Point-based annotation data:
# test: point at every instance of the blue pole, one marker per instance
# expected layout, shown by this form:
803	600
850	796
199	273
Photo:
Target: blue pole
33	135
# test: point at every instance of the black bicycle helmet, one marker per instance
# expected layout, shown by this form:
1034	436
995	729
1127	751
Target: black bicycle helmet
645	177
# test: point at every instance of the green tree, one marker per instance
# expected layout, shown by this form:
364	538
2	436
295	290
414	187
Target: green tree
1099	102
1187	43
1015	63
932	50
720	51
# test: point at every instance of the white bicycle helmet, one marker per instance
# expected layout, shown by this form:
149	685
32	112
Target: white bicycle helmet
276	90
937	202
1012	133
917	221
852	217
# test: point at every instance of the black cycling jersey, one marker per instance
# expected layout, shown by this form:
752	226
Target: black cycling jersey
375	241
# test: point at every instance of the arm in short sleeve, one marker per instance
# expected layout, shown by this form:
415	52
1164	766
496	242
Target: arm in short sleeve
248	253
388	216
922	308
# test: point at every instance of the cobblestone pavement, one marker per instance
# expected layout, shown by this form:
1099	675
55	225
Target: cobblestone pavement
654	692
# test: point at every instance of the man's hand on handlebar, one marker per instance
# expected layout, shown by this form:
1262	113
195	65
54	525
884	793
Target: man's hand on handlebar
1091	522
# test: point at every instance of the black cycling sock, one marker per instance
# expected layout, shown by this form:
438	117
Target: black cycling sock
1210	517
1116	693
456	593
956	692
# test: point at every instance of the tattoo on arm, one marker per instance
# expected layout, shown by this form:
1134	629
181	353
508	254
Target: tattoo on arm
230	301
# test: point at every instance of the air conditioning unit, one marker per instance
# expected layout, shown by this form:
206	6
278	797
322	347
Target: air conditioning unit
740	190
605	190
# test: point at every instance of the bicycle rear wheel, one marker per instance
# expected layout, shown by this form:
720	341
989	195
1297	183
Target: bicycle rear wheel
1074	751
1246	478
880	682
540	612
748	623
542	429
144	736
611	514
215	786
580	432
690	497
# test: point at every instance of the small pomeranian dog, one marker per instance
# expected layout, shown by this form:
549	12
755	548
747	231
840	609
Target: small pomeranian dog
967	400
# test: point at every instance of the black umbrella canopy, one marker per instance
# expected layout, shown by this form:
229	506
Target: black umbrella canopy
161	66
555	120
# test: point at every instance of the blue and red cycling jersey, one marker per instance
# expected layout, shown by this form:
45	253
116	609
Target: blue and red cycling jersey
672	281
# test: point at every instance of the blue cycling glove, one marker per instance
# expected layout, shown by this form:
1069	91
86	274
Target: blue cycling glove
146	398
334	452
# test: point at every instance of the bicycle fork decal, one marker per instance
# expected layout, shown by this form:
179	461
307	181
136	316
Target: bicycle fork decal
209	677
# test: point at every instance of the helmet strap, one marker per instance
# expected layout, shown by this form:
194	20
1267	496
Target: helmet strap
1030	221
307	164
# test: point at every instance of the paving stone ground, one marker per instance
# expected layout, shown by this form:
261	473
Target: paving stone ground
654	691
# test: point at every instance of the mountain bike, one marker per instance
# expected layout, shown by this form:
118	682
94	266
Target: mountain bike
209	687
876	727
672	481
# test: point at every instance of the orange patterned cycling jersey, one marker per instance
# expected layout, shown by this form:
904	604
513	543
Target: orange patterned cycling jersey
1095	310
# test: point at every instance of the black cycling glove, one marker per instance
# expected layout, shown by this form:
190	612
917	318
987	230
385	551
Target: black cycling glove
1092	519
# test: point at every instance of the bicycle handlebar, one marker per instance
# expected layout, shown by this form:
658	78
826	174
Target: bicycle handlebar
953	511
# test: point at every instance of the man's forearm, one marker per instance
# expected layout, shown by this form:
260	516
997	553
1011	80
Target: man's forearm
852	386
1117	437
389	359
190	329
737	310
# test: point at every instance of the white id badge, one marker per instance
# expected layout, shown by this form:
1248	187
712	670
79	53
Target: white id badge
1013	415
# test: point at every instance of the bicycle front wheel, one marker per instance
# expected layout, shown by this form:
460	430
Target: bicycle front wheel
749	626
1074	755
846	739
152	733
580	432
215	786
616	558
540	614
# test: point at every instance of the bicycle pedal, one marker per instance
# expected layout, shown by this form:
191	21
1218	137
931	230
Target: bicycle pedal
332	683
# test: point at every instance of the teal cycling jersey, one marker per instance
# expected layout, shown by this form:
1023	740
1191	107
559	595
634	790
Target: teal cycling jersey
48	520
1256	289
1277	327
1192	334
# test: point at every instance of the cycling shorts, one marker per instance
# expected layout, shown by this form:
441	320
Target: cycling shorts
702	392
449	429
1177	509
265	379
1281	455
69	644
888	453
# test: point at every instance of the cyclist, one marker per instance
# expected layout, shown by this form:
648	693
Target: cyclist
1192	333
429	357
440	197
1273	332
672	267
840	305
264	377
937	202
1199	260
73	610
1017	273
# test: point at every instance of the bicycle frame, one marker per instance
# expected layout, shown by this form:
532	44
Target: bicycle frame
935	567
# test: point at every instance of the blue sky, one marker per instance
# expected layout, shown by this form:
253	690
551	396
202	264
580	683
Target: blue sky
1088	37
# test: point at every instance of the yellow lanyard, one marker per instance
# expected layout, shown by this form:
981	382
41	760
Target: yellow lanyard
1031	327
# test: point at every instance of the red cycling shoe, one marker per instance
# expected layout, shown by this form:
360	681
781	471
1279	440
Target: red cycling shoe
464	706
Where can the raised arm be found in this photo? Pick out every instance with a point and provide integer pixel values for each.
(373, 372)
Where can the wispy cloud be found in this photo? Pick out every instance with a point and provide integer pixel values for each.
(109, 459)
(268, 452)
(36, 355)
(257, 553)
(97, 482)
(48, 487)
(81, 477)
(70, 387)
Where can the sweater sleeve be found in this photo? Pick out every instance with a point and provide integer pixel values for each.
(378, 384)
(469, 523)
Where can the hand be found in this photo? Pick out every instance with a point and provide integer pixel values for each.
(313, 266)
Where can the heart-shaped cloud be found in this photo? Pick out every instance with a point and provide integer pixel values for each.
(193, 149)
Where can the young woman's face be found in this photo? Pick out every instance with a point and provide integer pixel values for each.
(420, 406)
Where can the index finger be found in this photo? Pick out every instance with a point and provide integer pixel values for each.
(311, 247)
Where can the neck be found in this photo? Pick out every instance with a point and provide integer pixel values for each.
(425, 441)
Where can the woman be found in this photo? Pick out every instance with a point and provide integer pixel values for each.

Exercise objective — Look above for the line containing "# test: point at every instance of the yellow", then transcribe it and all lines after it through the last, exactly and with nothing else.

Answer to the task —
# test: point at every instance of the yellow lanyard, one marker per instance
# expected layout, shown by this form:
981	382
41	760
Target: yellow lanyard
1031	327
# test: point at every instance of the red cycling shoe, one marker per instance
# expected layout, shown by this form:
360	681
781	471
1279	440
Target: red cycling shoe
464	706
Where can the raised arm be found in this photo? Pick out every instance with a point and provide integer pixel values for each.
(373, 372)
Where can the wispy cloud be found in this photo? Pick out every instance with a point and provide integer pixel values for each.
(109, 459)
(268, 452)
(36, 355)
(257, 553)
(97, 482)
(48, 487)
(81, 477)
(70, 387)
Where can the sweater sleeve be found in this photo? Pick out every instance with a point and provide integer pixel values for each.
(378, 384)
(469, 523)
Where can the hand be found in this photo? Pick out every instance with a point and provide integer pixel values for each.
(313, 266)
Where can the heart-shaped cloud be found in this photo? Pick out every instance with a point and provide integer pixel values for each.
(193, 149)
Where can the young woman's face be found in this photo? Pick out every instance with a point and provide integer pixel values for each.
(420, 406)
Where can the index finger be found in this photo? Pick out every instance with a point and provide integer pixel values for each.
(311, 247)
Where can the neck be found in this photo? Pick out every instance with a point and provide integer pixel values for each.
(425, 441)
Where can the woman be found in this photo? Pick out every instance with a point and provide integer pixel values for each.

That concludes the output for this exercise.